## What you will do
Begin with the line holding "In this exercise you will mark each instance of the maroon", then print every line after it through the end of the data, exactly and with nothing added.

## Information provided

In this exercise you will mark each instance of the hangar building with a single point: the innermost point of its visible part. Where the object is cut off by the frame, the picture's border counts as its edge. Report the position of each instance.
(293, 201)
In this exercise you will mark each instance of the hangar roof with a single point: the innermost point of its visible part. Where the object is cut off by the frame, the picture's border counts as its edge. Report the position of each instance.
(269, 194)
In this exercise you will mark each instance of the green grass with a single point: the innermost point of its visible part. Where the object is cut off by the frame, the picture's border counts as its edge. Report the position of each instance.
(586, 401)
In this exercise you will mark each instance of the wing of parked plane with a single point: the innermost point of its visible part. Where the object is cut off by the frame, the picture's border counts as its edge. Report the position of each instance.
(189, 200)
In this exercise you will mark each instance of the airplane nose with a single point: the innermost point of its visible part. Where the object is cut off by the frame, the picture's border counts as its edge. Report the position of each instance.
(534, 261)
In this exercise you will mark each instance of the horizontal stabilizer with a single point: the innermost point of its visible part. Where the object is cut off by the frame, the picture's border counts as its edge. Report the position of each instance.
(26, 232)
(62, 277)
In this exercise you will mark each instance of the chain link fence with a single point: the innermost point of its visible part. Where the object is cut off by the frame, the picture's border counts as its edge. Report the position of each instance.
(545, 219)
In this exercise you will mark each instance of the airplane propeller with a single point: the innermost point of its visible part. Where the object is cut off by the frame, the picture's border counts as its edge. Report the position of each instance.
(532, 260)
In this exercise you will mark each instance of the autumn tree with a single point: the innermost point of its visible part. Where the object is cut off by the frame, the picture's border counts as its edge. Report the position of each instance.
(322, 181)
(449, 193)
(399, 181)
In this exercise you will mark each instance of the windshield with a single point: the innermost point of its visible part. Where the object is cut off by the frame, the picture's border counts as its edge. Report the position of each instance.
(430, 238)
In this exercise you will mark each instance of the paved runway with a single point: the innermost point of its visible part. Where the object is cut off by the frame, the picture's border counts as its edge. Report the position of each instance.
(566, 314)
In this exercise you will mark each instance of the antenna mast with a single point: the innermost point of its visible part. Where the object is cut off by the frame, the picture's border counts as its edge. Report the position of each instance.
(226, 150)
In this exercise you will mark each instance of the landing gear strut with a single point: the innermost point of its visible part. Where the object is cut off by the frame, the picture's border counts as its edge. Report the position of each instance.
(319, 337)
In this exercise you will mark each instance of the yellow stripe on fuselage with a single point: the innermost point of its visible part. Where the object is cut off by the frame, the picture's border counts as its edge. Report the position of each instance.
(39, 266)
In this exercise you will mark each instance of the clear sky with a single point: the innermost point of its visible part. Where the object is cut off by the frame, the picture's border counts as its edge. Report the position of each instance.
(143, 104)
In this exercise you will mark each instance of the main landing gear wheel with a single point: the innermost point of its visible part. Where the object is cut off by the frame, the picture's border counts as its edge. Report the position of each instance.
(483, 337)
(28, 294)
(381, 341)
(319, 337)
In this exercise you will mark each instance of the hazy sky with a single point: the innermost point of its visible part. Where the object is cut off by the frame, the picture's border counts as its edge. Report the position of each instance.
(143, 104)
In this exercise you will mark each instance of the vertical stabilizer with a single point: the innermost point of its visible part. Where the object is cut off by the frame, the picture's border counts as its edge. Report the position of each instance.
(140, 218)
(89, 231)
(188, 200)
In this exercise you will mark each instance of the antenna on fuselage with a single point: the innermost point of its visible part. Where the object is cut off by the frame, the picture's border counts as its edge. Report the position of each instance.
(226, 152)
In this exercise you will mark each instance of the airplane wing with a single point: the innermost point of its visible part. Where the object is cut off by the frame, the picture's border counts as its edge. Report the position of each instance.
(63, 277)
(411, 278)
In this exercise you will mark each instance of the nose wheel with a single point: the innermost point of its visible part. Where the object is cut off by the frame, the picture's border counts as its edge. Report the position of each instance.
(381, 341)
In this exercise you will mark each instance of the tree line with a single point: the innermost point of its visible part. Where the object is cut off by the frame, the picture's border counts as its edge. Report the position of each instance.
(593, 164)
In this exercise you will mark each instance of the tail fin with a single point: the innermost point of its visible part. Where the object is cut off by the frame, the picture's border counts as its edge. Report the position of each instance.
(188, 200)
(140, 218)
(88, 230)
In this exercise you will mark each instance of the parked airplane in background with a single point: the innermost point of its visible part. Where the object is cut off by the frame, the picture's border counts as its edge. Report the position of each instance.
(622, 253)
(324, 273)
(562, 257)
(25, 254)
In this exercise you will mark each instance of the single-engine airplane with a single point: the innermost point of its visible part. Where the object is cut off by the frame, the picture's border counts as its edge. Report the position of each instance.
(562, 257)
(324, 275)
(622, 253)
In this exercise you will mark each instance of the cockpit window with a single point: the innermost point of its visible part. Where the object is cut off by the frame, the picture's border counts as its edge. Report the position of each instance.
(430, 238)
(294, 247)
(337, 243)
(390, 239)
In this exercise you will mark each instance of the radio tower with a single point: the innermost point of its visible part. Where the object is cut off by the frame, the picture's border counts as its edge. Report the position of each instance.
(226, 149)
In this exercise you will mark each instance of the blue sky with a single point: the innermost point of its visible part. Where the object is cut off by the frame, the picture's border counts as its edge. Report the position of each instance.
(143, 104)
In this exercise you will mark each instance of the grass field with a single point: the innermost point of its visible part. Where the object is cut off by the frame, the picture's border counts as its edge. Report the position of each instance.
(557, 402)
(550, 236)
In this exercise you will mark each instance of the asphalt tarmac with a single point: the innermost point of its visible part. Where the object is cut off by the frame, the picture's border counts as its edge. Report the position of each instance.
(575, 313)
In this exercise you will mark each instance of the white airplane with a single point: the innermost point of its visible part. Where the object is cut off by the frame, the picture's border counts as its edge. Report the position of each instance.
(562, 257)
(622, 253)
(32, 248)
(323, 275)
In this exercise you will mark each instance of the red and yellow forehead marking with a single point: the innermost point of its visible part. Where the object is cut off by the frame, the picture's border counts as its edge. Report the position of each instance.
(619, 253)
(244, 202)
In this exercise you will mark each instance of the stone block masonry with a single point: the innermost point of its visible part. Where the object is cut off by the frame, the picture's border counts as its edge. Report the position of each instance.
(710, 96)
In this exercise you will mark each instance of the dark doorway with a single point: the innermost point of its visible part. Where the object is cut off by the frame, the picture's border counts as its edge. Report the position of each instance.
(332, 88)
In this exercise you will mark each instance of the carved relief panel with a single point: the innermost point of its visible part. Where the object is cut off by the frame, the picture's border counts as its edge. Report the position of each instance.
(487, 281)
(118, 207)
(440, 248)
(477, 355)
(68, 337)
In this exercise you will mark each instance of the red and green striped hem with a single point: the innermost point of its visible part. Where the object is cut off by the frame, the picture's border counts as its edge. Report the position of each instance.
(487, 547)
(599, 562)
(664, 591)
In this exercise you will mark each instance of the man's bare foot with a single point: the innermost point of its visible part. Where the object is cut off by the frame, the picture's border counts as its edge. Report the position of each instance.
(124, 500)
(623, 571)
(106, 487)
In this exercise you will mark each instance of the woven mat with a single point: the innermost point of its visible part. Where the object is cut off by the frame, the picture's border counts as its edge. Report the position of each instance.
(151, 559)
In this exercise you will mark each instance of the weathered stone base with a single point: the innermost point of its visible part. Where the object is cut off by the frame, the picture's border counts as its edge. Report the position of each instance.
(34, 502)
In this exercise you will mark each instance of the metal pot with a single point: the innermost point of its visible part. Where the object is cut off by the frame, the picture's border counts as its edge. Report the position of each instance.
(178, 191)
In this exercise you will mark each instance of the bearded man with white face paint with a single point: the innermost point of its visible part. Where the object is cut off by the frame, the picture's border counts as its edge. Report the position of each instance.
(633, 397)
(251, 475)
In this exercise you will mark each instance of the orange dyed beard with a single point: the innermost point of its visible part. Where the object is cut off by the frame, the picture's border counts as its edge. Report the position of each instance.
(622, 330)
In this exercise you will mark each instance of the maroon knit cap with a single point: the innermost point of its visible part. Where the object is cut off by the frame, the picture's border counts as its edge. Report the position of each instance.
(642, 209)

## Exercise answer
In this exercise you will mark each instance of the maroon knit cap with a single point: the innermost point of its visible part. Where the object is cut off by the frame, the picture's border counts as its edge. Report the position of each instance.
(642, 209)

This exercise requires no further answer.